— Passage —
** BEGIN **
The last album released while he was still alive was The Yellow Shark, a live recording created from seven concerts given by the Ensemble Modern in Europe in September 1992. The title came from a sculpture of a fish made from a surfboard by Los Angeles artist Mark Beam, who gave it anonymously to Zappa as a Christmas present in 1988. When the Ensemble Modern manager saw the sculpture during meetings at Zappa’s house, he became entranced with the image. “The next thing I know, the whole project is being called The Yellow Shark, which he said sounds really good in German (Der Gelbe Hai) and I said sounds really dorky in English,” Zappa recalled in the Yellow Shark liner notes. “I said, ‘we’ll call the evening The Yellow Shark’.”

The project involved a mix of new works and arrangements of older works, 18 pieces for a wide range of ensembles. The German composer Ali Askin (b. 1962) was Zappa’s assistant on the project, arranging much of the music.

“The Dog Breath Variations / Uncle Meat” is one of the older pieces, dating back to the 1969 Mothers of Invention double album Uncle Meat (also the soundtrack for a Zappa film released on video in 1987). In their Yellow Shark versions for a substantial chamber orchestra, the raucously romping, irregularly metered variations slam directly into the demented, often incongruously waltz-like “Uncle Meat.”

“The Girl in the Magnesium Dress” is a dance piece in the “preposterously non-modern” style, according to the composer. Zappa originally created it on the Synclavier (an early synthesizer/sampler) for Pierre Boulez’ 1984 Zappa disc The Perfect Stranger, where the Synclavier was billed as The Barking Pumpkin Digital Gratification Consort (and the recording done at the Utility Muffin Research Kitchen, Zappa’s parody of Boulez’ IRCAM). Zappa considered this piece – like many of his Synclavier works – virtually unplayable by humans, with its fiercely syncopated, densely layered polyphony. There is a story about “a girl who hates men and kills them with her special dress,” but then Zappa also cautions the reader that “all material contained herein is for entertainment purposes only, and should not be confused with any other form of artistic expression.”
** END **
— Material supplied —
** BEGIN **
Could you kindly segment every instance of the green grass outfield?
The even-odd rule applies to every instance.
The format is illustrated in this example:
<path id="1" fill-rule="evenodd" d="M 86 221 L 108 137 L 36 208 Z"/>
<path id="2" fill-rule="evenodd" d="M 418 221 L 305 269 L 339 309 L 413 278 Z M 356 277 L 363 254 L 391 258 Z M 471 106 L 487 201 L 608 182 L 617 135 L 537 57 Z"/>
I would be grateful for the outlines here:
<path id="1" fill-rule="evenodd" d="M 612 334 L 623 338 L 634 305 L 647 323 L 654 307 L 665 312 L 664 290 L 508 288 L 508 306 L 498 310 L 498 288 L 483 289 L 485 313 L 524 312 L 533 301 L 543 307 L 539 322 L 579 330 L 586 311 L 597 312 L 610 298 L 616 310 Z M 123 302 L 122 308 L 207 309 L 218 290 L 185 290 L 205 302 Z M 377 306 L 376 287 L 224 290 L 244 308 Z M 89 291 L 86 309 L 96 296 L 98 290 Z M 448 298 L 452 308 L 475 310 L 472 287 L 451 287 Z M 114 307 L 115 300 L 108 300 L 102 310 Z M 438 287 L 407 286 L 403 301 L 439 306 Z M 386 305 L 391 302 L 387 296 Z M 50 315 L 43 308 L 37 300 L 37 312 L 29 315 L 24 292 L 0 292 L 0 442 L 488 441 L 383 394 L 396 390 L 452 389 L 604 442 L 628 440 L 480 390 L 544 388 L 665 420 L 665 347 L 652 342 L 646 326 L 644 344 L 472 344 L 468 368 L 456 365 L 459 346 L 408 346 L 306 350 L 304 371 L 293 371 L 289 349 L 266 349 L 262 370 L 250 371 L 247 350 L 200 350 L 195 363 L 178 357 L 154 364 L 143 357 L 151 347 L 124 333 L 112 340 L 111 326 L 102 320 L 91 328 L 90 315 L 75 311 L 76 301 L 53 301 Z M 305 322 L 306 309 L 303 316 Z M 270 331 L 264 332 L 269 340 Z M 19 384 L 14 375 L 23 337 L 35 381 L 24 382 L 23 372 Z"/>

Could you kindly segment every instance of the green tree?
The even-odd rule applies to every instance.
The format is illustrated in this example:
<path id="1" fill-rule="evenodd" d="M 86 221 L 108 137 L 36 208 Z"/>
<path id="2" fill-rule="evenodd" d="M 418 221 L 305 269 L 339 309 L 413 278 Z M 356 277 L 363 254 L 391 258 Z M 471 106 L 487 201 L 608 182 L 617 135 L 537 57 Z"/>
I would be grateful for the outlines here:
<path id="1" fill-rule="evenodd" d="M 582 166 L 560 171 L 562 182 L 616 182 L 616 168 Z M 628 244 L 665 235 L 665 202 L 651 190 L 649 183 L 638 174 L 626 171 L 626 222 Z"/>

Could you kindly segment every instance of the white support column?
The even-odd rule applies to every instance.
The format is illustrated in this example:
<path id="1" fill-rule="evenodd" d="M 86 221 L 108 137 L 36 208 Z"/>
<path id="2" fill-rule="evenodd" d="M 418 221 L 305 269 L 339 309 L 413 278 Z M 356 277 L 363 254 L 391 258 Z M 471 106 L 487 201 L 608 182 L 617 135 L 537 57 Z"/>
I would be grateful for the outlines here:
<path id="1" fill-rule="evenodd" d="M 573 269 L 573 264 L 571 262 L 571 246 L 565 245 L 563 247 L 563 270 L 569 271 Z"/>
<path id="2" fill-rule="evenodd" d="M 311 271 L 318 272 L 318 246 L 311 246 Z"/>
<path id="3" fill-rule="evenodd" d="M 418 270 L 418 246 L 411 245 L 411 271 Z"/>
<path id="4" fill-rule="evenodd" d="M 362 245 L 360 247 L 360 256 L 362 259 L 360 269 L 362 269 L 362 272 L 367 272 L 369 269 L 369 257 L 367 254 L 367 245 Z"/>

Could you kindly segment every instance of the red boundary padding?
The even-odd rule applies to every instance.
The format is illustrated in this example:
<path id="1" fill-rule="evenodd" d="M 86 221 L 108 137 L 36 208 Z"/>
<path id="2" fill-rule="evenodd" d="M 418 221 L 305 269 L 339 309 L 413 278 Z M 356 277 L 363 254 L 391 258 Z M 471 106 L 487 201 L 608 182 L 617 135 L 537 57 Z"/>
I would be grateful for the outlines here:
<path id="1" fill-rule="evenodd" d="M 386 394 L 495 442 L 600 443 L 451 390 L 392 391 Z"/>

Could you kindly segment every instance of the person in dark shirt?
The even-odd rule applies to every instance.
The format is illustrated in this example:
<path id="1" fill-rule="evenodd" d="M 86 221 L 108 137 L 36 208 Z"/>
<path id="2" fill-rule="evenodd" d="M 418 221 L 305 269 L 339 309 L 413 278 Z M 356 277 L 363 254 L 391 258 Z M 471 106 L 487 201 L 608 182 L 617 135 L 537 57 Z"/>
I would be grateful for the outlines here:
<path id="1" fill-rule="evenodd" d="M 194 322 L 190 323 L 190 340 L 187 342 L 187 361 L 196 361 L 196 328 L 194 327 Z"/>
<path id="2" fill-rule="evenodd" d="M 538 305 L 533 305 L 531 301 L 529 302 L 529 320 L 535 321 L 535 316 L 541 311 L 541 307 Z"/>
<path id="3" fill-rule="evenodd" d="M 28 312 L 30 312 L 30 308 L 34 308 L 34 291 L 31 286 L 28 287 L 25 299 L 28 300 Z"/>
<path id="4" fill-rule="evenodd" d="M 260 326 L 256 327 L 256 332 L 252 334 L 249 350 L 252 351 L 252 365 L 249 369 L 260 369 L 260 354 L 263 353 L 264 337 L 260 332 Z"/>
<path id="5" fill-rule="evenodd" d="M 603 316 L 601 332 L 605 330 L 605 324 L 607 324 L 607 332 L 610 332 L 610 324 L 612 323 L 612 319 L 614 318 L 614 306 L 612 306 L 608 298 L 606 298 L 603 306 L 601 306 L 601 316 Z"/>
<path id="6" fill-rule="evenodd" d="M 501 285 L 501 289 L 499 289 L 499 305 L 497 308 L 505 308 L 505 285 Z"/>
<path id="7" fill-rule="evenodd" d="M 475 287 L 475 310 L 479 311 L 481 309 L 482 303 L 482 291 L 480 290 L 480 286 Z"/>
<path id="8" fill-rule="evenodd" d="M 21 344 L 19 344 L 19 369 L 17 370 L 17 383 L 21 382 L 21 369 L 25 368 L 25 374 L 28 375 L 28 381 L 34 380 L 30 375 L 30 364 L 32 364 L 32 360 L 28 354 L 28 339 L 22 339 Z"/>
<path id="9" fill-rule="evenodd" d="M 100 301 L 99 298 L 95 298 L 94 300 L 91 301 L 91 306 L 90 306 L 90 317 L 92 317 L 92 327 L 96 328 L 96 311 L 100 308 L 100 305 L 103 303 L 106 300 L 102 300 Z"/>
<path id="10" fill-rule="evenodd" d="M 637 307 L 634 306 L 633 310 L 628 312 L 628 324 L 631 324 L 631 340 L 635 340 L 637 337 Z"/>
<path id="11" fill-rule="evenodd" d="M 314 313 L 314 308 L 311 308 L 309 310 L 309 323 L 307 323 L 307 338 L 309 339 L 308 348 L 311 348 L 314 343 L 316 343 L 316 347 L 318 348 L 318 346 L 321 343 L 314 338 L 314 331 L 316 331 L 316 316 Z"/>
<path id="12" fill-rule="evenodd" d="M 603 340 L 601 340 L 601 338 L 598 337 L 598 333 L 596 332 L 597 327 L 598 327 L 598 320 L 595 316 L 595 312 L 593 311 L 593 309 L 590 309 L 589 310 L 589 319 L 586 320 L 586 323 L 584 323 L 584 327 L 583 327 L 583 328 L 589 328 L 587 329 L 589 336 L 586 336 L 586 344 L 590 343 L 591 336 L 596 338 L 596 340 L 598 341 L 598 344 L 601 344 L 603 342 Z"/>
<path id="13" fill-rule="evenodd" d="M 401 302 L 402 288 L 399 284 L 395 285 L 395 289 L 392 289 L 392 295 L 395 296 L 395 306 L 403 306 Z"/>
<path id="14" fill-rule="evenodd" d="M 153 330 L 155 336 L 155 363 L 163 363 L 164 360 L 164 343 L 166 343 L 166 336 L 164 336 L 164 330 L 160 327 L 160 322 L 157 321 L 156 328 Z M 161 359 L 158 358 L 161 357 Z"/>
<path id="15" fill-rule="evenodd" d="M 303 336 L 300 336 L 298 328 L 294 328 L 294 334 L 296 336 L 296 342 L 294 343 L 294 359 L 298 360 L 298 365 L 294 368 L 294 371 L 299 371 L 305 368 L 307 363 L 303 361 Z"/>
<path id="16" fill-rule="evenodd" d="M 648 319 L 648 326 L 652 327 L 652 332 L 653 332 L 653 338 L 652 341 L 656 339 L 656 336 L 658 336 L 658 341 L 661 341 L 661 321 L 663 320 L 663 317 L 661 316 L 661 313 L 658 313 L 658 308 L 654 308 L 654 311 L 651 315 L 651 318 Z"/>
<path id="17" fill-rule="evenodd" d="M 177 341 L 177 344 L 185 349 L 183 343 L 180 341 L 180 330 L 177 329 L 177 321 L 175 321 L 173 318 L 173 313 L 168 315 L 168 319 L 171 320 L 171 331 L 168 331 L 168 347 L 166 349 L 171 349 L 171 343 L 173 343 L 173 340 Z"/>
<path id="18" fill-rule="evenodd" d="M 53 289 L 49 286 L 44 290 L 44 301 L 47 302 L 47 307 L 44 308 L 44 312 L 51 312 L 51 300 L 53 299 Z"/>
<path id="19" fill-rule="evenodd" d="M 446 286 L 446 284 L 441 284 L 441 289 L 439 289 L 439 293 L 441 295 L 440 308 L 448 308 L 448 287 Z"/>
** END **
— Exercise tasks —
a – In the passage on The Yellow Shark, who made the fish sculpture that gave the album its title?
b – List every person named in the passage on The Yellow Shark.
c – Extend the passage on The Yellow Shark, picking up after its last sentence.

— Answers to each task —
a – Los Angeles artist Mark Beam made it from a surfboard.

b – Zappa, Mark Beam, Ali Askin, Pierre Boulez

c –
The string quintet “Questi Cazzi di Piccione” is one of the pieces newly composed for the Yellow Shark performances. In its fleet fluttering – the title is a rude reference to pigeons – the piece calls for almost every type of idiomatic string technique and articulation, plus some not-so-idiomatic tappings.

The piano duet “Ruth Is Sleeping” is another Yellow Shark original, arranged for piano four-hands but premiered on two pianos. An exercise in fastidiously controlled touch and tempo, it sounds like some of Conlon Nancarrow’s punched piano roll works.

“G-Spot Tornado” is another Synclavier piece, first appearing on Zappa’s 1986 album Jazz from Hell. “With his snarling, potty-mouthed titles and song lyrics he had a gift for appealing to the eternal six-year-old in all of us,” Adams wrote. “’Don’t Eat the Yellow Snow,’ ‘Alien Orifice,’ ‘G-Spot Tornado’ were musically interesting enough to beg multiple listenings, more at least than most of what was being produced at the time.” A high-energy, insistently driven piece, “G-Spot Tornado” closed the Yellow Shark concerts, complete with two dancers (and Zappa himself conducting for the first concert of the series).